Task to complete:
Output verbatim the line with "Category: paved walkway" together with every line beneath it, ending at the last line of the entries.

(Saved entries)
##########

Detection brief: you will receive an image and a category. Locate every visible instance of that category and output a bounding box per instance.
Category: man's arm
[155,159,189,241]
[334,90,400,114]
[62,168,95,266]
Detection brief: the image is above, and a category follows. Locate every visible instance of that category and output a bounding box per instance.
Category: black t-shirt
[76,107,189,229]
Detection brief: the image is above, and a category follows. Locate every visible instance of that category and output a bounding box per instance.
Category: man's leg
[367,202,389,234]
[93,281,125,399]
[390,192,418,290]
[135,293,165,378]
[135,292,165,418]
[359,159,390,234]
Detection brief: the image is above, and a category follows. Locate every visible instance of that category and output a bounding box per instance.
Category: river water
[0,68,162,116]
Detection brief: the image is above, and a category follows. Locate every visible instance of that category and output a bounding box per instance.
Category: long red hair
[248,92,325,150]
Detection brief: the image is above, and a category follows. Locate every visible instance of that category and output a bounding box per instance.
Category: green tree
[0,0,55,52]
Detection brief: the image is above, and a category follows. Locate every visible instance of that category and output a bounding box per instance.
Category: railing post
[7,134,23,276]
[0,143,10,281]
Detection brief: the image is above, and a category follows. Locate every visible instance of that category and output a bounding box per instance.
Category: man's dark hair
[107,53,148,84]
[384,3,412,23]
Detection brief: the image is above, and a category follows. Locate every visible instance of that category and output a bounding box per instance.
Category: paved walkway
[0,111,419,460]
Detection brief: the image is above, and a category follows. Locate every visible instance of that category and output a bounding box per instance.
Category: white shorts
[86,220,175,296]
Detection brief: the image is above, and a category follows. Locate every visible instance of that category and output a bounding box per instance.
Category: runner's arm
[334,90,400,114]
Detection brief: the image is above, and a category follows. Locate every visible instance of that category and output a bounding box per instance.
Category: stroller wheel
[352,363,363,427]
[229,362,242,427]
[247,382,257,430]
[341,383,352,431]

##########

Task result:
Category: paved walkway
[0,111,419,460]
Detection brief: the image is above, and a category follows. Locate every visible instance of that category and output a bounding box per instance.
Category: white shorts
[86,220,175,296]
Detection brief: the image is above, and a category follows. Locate every visible instance of that category and output a bounding box per instance.
Category: runner's arm
[334,90,400,114]
Detection brief: the image is above, and a category follows. Locate every visible instance of that category and output a bounding box per instance.
Category: stroller wheel
[352,363,363,427]
[229,362,242,427]
[247,382,257,430]
[341,383,352,431]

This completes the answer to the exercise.